The task -> Could you reproduce, word for word, everything below from the line containing "Query: stainless steel refrigerator" down to the line containing "form [123, 347].", with both of those lines included and no others?

Exercise inputs ->

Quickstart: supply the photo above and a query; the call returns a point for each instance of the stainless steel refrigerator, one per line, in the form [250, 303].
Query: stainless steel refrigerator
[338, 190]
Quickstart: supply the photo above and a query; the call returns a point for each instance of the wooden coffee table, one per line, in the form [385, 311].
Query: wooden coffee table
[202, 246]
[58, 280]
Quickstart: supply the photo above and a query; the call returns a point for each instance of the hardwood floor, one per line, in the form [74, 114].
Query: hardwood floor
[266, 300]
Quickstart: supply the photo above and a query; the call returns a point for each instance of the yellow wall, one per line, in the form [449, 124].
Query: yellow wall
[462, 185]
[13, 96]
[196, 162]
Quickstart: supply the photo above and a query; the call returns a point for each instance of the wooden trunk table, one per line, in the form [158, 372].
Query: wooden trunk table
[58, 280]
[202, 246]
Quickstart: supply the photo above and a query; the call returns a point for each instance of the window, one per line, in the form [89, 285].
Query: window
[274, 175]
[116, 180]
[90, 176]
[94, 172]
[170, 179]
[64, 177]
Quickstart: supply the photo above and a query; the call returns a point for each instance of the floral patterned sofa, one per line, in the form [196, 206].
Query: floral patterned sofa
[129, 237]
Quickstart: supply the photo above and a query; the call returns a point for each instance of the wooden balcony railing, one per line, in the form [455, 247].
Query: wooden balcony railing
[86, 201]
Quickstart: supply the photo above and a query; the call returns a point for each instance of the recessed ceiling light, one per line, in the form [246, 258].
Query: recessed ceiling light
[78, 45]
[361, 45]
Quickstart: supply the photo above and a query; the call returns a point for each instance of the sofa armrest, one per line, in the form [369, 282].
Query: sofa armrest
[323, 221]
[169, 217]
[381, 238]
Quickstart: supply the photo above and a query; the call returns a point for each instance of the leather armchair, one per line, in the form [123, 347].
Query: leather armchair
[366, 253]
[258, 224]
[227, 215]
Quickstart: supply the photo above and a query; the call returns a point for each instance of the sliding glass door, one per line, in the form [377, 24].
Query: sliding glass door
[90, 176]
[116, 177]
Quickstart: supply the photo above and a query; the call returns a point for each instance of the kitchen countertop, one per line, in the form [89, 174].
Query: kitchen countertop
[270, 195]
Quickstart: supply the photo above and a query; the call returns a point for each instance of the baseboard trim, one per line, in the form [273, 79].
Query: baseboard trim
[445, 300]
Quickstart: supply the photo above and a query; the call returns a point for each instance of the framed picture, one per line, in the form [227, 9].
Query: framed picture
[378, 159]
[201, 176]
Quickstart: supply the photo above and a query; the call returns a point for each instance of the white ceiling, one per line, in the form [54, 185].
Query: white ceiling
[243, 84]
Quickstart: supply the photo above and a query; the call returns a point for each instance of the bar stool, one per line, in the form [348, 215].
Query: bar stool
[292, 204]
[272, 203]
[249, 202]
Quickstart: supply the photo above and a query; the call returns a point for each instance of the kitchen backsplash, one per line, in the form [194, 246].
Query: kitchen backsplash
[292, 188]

...

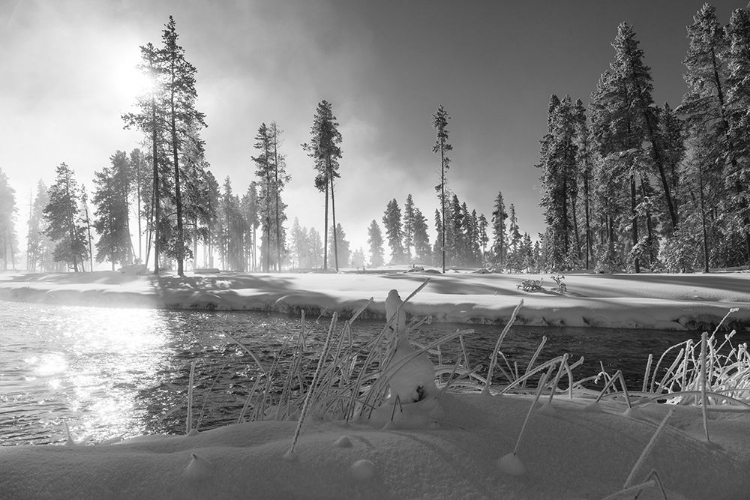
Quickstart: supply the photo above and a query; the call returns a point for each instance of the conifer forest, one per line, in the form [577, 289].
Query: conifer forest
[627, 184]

Reply to the task ->
Query: stainless steel refrigerator
[338, 190]
Quickstart: supply the photo above and a query; the call returns a point for each instance of the wooden coffee table, one per line, in the form [385, 311].
Query: wooden coffee table
[202, 246]
[58, 280]
Quickstart: supply the photo above and a query; the call returns a point for each instance of the hardwood floor, one per line, in the form [74, 114].
Query: hardwood floor
[266, 300]
Quickstart: supply the photo above and a query; the call returns a point for each instance of the yellow wall, one per line, in the form [449, 124].
Query: yellow wall
[462, 185]
[13, 96]
[196, 162]
Quickstart: supply the photo above and a query; the call returns a point for each instance of the wooden trunk table, one per line, in the form [158, 372].
Query: wooden trunk table
[58, 280]
[202, 246]
Quickstart: supply the photo above and a query; the call returns a point for each instance of the window, one per line, in the form [89, 285].
Query: window
[274, 175]
[116, 180]
[90, 176]
[94, 172]
[170, 179]
[64, 177]
Quickstart: supply the photo above and a query; the call returns a point for each instance of the floral patterned sofa, one per line, in the form [196, 206].
Query: floral patterned sofa
[129, 237]
Quickstart: supply the photo above and a query; the call returns a point for each instance of the wooden balcony railing, one per line, in the form [455, 247].
Query: wooden balcony railing
[86, 201]
Quickstart: supply the photo above and a query; the call returns a point for each instance of the recessed ceiling light, one per line, in the form [246, 258].
Query: recessed ceiling light
[78, 45]
[361, 45]
Quickstart: supply the photo above and a query; the call returns a point for each instance of the sofa armrest, one per line, in the form [369, 282].
Query: sofa armrest
[323, 221]
[169, 217]
[381, 238]
Quickstart: supply the photo above and a query; the call returns a point for each instance of the leather armchair, one per line, in the form [123, 347].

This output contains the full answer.